• [Work to do]:
Print the stretch of lines from the one containing "Where can you see the striped" through the last line, both included, reproducing each without change.
* BEGIN Records provided *
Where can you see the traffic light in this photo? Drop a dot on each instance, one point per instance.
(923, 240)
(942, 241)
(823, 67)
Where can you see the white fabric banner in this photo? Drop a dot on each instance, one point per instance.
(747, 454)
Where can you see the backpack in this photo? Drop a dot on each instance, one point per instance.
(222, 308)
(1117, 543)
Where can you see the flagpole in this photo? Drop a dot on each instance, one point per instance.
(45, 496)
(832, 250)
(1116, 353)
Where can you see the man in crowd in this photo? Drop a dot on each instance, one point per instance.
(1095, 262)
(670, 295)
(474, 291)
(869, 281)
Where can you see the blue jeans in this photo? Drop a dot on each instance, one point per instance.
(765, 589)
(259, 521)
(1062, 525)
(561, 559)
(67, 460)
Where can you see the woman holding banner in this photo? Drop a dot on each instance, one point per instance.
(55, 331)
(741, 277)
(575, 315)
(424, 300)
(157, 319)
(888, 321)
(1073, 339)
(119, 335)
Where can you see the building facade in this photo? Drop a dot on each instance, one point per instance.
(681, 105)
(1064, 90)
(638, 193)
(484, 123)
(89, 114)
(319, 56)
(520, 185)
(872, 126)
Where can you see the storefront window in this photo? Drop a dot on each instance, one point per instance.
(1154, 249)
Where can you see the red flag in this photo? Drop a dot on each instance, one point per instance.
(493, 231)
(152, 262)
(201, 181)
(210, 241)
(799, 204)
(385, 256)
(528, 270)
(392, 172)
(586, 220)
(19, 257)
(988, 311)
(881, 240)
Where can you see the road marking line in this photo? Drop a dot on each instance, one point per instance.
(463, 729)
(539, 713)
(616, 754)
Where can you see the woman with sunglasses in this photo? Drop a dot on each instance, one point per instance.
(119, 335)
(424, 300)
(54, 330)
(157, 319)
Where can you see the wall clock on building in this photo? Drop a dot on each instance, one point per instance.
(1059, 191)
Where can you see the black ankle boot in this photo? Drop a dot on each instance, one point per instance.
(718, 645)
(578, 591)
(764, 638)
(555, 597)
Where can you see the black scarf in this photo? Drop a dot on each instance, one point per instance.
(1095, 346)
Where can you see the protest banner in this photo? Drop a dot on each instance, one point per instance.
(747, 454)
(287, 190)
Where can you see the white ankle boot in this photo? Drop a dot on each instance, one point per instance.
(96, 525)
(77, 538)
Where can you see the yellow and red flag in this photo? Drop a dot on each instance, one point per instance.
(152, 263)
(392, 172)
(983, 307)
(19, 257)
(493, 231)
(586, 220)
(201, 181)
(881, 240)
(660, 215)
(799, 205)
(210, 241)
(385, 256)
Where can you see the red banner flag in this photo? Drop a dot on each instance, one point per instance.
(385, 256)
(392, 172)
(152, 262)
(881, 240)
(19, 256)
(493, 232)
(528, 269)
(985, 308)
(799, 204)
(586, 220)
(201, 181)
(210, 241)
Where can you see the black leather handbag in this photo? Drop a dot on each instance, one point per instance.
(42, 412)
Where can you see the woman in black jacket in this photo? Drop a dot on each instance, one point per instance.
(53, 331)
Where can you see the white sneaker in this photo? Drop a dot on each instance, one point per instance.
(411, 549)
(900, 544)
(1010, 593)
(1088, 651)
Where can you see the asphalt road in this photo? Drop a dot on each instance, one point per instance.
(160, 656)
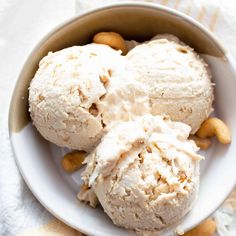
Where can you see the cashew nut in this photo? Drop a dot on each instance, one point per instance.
(215, 126)
(207, 228)
(203, 143)
(111, 39)
(73, 161)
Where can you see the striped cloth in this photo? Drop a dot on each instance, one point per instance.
(22, 24)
* END Records provided *
• [Finished exercise]:
Where can you see the striped cloth in this photo? Drop a dot on each instance, one point per instance.
(22, 24)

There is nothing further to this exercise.